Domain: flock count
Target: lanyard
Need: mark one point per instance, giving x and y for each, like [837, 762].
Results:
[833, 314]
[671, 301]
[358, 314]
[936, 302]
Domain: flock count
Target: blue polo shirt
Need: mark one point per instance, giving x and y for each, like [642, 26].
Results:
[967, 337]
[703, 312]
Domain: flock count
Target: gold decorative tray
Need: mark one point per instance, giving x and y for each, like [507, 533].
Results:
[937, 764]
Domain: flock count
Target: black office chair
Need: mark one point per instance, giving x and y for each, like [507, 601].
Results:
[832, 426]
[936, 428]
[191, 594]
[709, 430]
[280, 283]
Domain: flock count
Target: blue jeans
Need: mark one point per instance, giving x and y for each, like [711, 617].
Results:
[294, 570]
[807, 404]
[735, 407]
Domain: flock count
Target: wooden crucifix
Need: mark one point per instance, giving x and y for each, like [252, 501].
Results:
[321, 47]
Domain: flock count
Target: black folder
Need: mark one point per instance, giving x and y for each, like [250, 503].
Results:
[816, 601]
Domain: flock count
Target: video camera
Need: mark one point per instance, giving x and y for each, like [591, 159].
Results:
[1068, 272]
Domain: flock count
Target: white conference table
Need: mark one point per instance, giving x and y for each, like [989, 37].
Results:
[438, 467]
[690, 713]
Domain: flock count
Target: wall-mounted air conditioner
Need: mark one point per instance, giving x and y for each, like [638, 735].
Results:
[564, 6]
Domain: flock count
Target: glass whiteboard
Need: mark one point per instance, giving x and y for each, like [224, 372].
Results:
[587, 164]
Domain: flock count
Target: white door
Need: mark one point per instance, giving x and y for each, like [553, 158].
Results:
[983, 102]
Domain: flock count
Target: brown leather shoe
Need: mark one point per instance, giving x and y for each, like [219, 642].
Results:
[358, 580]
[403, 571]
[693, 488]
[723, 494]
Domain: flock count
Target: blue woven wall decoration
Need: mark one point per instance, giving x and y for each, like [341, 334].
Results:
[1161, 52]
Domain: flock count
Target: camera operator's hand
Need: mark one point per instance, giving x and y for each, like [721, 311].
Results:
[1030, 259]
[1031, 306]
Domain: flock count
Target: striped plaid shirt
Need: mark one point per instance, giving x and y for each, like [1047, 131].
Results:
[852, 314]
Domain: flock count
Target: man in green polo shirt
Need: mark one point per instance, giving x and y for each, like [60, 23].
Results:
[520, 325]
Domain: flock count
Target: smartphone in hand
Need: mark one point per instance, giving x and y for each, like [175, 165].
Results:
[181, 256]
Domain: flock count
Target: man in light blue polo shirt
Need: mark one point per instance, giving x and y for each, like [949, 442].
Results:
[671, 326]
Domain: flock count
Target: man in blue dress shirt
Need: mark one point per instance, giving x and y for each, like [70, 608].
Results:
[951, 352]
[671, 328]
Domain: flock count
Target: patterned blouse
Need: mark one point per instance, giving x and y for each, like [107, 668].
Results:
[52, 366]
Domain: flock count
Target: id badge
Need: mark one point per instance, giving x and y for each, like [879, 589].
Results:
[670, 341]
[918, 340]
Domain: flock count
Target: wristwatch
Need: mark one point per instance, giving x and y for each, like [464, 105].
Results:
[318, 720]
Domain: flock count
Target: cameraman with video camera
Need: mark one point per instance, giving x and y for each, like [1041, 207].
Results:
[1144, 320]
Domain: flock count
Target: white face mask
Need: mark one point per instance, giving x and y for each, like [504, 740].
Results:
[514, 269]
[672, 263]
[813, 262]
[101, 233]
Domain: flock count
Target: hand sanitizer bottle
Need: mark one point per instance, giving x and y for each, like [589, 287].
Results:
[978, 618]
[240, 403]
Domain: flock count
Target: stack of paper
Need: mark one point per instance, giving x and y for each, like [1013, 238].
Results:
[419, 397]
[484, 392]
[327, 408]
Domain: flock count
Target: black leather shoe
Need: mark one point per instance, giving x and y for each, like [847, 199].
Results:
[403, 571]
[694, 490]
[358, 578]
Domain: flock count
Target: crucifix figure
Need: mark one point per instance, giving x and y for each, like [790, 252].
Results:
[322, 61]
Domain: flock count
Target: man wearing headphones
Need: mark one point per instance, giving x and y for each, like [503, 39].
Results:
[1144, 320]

▶ SHORT TASK: List each line of the items above that contains the word "video", copying every such line in full.

▶ EXERCISE RESPONSE:
Target: video camera
Target: cameraman with video camera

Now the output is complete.